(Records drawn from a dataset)
------

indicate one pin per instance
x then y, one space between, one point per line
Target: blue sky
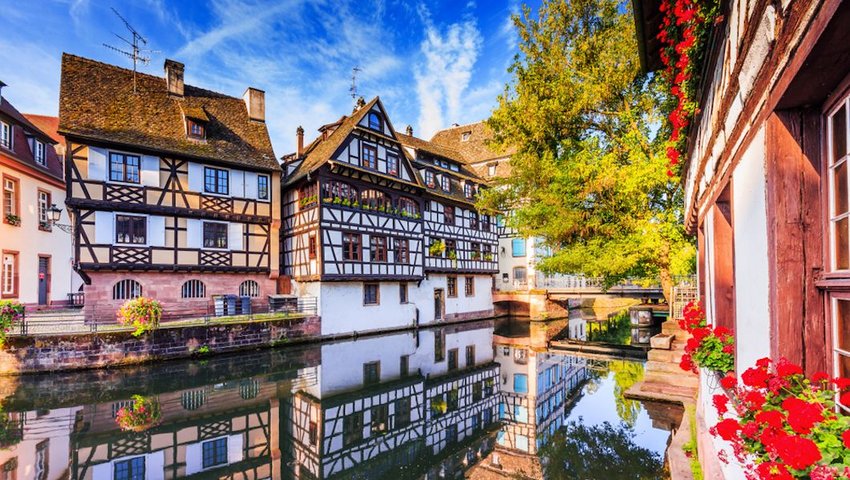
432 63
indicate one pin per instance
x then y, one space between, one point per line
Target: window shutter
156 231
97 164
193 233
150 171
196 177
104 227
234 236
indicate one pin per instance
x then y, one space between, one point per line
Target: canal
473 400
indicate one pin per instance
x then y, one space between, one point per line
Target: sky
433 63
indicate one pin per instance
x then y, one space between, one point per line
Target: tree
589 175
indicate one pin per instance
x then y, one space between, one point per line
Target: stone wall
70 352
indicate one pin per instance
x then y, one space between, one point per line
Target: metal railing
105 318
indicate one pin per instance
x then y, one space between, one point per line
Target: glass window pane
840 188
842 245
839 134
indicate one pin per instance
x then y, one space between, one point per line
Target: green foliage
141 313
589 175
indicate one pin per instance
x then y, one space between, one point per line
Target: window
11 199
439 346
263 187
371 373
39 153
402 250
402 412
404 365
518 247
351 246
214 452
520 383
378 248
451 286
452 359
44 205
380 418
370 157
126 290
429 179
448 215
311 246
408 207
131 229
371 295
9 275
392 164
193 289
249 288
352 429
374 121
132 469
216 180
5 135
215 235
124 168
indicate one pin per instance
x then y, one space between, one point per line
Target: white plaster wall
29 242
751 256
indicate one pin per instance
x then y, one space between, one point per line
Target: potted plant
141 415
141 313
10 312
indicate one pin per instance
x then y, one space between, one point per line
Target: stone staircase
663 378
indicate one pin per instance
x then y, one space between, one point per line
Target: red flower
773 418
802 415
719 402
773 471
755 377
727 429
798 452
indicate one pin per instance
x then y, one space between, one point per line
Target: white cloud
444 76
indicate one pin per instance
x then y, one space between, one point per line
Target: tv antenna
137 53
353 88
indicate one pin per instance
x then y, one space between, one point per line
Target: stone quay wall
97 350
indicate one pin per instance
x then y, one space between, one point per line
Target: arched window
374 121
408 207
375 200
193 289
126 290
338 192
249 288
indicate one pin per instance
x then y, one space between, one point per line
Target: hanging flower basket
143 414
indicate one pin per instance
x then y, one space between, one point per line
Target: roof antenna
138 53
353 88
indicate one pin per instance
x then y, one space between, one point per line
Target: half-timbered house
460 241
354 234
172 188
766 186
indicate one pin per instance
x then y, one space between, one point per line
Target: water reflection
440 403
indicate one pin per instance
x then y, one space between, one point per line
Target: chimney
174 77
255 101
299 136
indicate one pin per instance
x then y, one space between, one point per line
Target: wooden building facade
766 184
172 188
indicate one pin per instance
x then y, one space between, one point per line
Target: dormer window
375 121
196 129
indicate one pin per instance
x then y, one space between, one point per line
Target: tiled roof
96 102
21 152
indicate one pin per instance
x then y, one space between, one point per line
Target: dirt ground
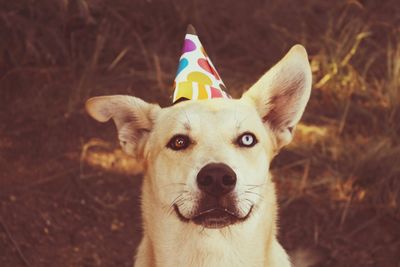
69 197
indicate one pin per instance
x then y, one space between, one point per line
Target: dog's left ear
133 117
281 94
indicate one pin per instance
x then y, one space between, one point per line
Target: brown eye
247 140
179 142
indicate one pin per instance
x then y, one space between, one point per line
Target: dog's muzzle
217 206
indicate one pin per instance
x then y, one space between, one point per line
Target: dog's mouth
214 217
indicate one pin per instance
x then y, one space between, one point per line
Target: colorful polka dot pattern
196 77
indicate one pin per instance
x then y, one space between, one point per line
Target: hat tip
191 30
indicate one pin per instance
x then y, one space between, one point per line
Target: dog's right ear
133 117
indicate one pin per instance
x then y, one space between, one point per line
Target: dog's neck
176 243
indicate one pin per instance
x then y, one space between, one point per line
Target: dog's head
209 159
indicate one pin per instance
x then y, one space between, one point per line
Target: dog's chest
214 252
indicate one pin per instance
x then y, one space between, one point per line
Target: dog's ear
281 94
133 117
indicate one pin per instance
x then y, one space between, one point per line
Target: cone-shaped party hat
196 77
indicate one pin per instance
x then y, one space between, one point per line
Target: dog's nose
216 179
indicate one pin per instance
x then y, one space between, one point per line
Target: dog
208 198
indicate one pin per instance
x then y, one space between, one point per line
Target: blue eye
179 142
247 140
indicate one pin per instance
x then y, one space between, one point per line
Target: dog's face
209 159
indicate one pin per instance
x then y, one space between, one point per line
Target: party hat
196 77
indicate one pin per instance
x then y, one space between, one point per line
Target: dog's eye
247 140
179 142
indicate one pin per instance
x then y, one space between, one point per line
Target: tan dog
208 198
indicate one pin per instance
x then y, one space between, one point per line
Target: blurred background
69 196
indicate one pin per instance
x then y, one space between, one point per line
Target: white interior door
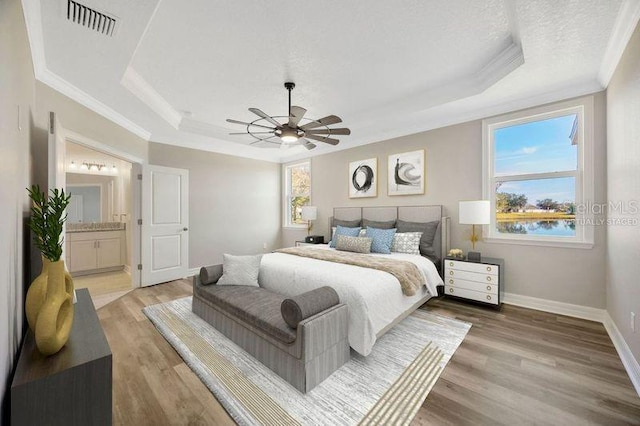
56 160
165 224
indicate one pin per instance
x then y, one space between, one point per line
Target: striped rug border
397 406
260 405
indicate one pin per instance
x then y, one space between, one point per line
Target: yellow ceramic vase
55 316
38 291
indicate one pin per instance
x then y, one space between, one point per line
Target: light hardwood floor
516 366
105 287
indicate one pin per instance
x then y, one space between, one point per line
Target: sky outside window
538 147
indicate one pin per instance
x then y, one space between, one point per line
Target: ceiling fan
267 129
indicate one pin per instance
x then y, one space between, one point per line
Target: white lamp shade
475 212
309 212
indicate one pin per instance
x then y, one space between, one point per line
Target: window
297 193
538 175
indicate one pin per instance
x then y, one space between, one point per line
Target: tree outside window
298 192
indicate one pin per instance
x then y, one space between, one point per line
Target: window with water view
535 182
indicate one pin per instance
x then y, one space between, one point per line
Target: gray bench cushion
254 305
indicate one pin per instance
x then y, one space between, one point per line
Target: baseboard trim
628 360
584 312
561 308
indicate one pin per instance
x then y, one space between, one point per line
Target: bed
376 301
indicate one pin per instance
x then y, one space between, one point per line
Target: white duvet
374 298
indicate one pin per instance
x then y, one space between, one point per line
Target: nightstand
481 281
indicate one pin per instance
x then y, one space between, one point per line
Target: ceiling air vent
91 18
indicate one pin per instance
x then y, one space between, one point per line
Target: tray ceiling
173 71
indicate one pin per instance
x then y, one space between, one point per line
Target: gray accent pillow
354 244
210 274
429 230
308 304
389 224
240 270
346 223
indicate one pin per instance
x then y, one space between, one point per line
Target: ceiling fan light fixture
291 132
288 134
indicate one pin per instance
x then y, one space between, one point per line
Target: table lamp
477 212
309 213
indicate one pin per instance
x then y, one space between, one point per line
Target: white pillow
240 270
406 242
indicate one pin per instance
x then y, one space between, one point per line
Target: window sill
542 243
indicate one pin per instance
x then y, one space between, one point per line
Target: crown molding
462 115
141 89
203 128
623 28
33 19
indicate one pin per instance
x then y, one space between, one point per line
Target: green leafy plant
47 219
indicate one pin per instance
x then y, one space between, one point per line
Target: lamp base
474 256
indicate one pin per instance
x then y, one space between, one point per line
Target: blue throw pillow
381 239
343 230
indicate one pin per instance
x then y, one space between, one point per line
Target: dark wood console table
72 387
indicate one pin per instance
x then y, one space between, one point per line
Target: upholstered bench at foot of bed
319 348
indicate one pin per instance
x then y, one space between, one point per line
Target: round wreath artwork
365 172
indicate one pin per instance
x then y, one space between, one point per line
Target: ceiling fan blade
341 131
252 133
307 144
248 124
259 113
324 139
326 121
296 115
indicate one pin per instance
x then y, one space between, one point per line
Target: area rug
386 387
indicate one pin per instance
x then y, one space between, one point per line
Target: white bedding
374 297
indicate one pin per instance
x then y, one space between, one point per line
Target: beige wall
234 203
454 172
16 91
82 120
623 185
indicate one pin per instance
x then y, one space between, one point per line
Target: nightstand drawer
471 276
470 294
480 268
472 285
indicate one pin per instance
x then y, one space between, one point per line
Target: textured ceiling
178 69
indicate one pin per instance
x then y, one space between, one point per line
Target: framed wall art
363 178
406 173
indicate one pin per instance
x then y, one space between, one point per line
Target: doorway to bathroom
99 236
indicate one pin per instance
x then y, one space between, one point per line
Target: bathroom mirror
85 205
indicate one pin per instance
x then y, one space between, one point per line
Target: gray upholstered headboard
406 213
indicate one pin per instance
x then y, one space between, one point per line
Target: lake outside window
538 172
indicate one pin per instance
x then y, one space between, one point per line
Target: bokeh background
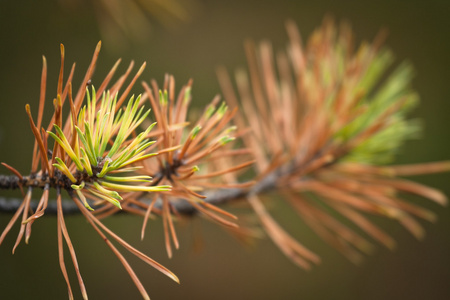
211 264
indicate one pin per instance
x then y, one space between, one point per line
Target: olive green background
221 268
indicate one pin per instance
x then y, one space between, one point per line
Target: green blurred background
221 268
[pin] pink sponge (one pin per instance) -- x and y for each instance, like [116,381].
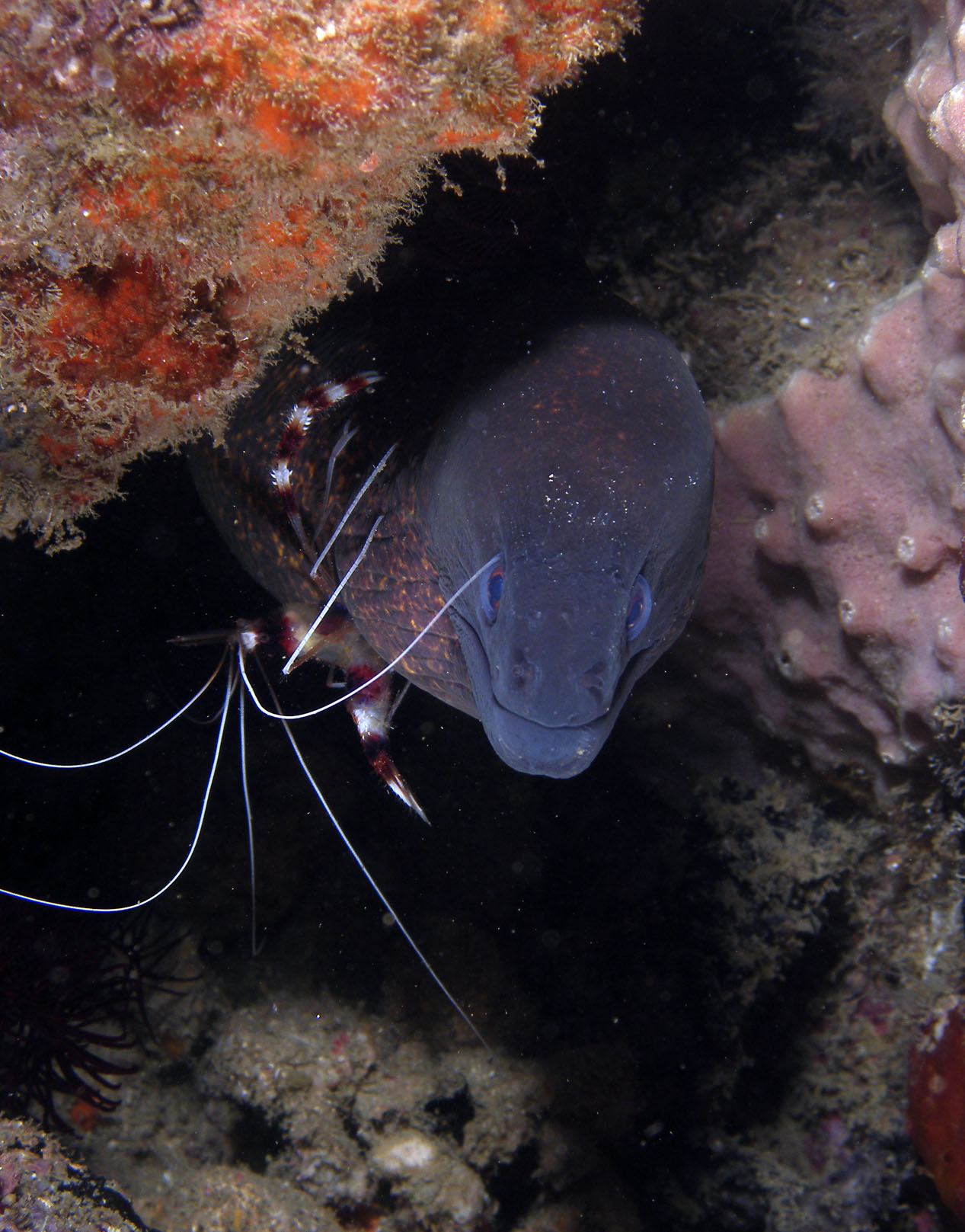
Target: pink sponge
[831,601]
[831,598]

------

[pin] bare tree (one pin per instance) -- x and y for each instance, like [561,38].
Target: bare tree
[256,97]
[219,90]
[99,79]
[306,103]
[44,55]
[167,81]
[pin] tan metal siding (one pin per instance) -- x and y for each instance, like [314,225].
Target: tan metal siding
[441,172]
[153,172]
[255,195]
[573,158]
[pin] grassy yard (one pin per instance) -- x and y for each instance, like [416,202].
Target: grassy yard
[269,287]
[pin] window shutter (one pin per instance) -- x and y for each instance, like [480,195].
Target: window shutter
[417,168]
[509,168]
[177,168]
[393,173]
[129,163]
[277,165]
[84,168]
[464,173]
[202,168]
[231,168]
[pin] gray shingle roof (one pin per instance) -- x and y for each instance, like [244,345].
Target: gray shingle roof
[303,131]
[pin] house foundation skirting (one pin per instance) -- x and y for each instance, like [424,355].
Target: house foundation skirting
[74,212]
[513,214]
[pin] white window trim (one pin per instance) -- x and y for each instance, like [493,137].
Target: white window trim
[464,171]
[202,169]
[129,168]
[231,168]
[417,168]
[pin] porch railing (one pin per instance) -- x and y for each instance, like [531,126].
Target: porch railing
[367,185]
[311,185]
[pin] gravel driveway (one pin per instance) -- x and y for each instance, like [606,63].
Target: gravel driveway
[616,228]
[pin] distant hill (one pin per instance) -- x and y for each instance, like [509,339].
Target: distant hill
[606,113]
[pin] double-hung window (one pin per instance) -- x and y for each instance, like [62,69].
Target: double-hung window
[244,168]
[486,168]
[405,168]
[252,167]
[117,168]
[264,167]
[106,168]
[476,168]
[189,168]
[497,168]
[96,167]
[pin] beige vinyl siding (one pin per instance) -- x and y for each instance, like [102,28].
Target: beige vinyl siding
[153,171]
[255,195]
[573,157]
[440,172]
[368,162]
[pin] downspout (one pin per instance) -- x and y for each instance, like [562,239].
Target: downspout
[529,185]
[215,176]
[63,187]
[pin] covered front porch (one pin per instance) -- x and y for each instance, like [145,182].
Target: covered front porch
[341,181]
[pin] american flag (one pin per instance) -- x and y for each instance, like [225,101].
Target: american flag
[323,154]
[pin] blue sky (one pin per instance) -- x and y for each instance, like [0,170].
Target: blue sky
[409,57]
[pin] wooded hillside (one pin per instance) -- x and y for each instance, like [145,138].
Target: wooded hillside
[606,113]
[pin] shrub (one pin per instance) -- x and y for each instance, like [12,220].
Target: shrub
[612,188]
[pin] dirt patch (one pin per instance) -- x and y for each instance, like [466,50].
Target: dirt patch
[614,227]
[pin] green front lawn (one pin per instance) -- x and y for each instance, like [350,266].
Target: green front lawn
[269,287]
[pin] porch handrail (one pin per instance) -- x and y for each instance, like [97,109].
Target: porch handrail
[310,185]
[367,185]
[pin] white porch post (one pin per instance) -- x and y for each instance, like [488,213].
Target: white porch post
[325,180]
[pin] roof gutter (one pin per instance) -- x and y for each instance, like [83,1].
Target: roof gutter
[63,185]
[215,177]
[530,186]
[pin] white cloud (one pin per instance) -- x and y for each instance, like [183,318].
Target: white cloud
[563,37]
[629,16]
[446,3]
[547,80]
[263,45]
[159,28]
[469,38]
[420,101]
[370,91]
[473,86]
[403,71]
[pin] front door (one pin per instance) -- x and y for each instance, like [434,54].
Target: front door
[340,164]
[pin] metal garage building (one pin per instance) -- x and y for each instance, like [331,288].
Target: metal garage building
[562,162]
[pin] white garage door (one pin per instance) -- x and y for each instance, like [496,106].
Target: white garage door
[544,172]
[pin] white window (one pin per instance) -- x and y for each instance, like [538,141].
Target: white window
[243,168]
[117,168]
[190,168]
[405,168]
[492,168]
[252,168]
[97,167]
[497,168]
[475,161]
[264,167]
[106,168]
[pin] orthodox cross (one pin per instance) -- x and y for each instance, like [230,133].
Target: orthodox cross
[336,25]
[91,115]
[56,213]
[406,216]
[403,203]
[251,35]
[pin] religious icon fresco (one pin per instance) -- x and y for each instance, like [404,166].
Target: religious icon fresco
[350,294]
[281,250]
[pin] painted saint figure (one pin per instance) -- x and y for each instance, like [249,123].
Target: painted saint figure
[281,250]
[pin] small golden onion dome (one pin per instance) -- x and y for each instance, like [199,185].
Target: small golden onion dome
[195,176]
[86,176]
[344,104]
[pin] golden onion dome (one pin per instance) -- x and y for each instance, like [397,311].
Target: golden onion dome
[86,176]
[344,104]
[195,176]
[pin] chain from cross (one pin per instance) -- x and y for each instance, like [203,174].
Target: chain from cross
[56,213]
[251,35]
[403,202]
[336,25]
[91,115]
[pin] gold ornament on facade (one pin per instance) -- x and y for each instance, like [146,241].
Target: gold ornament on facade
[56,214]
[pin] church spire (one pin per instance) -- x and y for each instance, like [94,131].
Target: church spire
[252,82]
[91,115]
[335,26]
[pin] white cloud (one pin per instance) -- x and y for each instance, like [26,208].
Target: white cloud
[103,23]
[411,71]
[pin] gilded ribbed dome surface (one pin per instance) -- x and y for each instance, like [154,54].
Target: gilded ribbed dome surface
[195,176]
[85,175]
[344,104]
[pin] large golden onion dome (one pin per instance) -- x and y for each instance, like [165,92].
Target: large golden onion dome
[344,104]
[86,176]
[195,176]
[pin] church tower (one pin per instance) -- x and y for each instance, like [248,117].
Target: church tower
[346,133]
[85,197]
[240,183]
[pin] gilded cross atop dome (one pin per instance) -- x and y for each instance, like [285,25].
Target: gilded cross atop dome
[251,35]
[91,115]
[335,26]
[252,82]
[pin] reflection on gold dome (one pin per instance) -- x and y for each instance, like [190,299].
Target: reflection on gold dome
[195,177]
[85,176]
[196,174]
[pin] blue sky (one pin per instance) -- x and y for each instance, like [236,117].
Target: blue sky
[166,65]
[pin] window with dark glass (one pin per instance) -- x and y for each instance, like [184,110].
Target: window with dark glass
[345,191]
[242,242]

------

PROBLEM DESCRIPTION: Working from the data above, extract solely the lines from the one containing "[pin] large golden" through the one containing "[pin] window with", exactly as they appear, both included.

ANSWER SECTION:
[pin] large golden onion dome (one pin per instance) -- x and y for each instance, like [165,92].
Target: large golden onion dome
[344,104]
[86,176]
[195,176]
[pin] church tower (one pin per instance) -- x and y for each instance, like [248,117].
Target: church tower
[346,133]
[85,197]
[240,183]
[pin] gilded cross atop dome (one pin per instance) -- x and y for each instance, like [285,25].
Target: gilded cross atop dome
[251,35]
[91,115]
[335,26]
[252,82]
[pin] reflection on gold dome (one pin per instance) -- x and y for each instance, like [190,299].
Target: reflection on gold dome
[195,177]
[85,176]
[196,174]
[pin] blue sky (one pin per instance) -- x and y for each instance, like [236,117].
Target: blue sky
[166,65]
[pin] window with dark glass (one pin per instance) -- x and y for each instance, like [184,110].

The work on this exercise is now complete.